What to do:
Transcribe the entire listing below verbatim, reproducing every line without alteration.

**** Task data

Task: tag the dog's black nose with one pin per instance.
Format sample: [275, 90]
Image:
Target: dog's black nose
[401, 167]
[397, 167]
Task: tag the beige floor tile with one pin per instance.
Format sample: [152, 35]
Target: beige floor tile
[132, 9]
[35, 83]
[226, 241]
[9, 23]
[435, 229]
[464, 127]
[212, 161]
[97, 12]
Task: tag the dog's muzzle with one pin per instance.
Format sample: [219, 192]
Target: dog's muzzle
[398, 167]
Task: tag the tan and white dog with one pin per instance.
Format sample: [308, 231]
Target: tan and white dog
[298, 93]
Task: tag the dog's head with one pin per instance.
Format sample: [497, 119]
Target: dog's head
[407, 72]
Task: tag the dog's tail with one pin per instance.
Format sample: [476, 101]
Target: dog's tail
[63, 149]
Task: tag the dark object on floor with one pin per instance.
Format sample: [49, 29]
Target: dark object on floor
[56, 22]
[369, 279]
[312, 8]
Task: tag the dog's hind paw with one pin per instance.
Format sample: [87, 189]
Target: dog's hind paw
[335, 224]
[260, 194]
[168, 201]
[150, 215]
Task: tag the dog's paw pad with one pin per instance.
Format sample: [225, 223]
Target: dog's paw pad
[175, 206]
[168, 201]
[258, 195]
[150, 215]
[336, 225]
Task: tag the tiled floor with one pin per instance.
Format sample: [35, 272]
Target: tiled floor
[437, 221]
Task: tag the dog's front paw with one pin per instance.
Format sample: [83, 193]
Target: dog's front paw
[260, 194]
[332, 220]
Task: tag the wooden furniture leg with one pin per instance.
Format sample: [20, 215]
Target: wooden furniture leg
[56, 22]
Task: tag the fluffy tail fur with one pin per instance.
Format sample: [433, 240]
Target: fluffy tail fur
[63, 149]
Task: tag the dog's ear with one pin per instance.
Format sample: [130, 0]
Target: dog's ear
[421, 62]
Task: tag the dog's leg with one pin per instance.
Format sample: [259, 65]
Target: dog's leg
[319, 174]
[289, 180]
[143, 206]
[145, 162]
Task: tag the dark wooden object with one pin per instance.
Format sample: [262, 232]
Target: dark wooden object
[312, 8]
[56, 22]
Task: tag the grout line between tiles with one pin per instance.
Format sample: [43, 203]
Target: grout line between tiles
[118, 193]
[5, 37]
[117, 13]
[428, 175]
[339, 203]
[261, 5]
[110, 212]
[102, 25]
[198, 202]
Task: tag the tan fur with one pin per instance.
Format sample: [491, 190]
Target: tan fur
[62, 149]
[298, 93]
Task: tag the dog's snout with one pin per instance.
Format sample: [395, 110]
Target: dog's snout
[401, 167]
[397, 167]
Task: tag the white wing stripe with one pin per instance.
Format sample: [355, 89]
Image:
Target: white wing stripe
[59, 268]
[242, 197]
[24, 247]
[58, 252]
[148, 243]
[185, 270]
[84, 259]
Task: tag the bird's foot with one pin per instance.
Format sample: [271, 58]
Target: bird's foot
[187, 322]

********

Solution:
Task: tag the dog's black nose with one pin per instance.
Format sample: [275, 90]
Image:
Target: dog's black nose
[401, 167]
[397, 167]
Task: tag the beige floor tile with one pin per instance.
Format sample: [152, 35]
Target: beige floor tile
[132, 9]
[35, 83]
[226, 241]
[9, 23]
[435, 229]
[464, 127]
[212, 161]
[97, 12]
Task: tag the dog's muzzle with one pin per instance.
Format sample: [219, 192]
Target: dog's muzzle
[398, 167]
Task: tag the tan and white dog with one pin per instance.
Format sample: [308, 231]
Target: tan and white dog
[298, 93]
Task: tag the dog's head with one pin per instance.
Format sample: [497, 119]
Target: dog's head
[407, 72]
Task: tag the dog's tail with one pin per instance.
Format sample: [476, 101]
Target: dog's tail
[63, 149]
Task: tag the dark object on floor with one pin per instance.
Format sample: [49, 29]
Target: dark object on floor
[56, 22]
[369, 279]
[312, 8]
Task: tag the dog's hind paw with one pin per instance.
Format sample: [87, 189]
Target: dog's hind paw
[335, 224]
[260, 194]
[168, 201]
[150, 215]
Task: tag the dog's paw pad with one pin per instance.
Format sample: [225, 223]
Target: dog's paw pad
[175, 206]
[168, 201]
[258, 195]
[150, 215]
[336, 225]
Task: tag the tiled floor with one pin per instance.
Format sample: [35, 272]
Target: tiled floor
[437, 221]
Task: tag the dog's front paw with one pin per instance.
Format sample: [83, 193]
Target: dog's front paw
[260, 194]
[332, 220]
Task: tag the wooden furniture leg with one pin per instance.
Format sample: [20, 215]
Target: wooden furniture leg
[56, 22]
Task: tag the fluffy tail fur with one pin per instance.
Format sample: [433, 240]
Target: fluffy tail fur
[63, 149]
Task: tag the dog's ear with one pin per instance.
Format sample: [130, 0]
Target: dog's ear
[421, 62]
Task: tag the dog's leg with one pin per instance.
Format sample: [259, 65]
Target: dog's leg
[319, 174]
[289, 180]
[143, 206]
[145, 162]
Task: tag the dark wooden object with one pin per instance.
Format sample: [262, 232]
Target: dark wooden object
[312, 8]
[56, 22]
Task: tag the grout line between tiles with one pin per instance.
Format sample: [43, 203]
Target: grout line between tiles
[118, 193]
[5, 37]
[117, 13]
[428, 175]
[339, 203]
[261, 5]
[110, 212]
[102, 25]
[198, 202]
Task: tag the tan fur with one pin per instance.
Format sample: [491, 190]
Target: tan fur
[62, 149]
[298, 93]
Task: tag the dog's snout with one pin per instance.
Format sample: [395, 110]
Target: dog's snout
[401, 167]
[397, 167]
Task: tag the white wing stripe with one pin per instance.
Format sample: [355, 89]
Image:
Target: white wing stripe
[59, 268]
[242, 197]
[24, 247]
[58, 252]
[148, 243]
[185, 270]
[84, 259]
Task: tag the bird's foot with one pin per instance.
Format sample: [271, 58]
Target: bird's foot
[187, 322]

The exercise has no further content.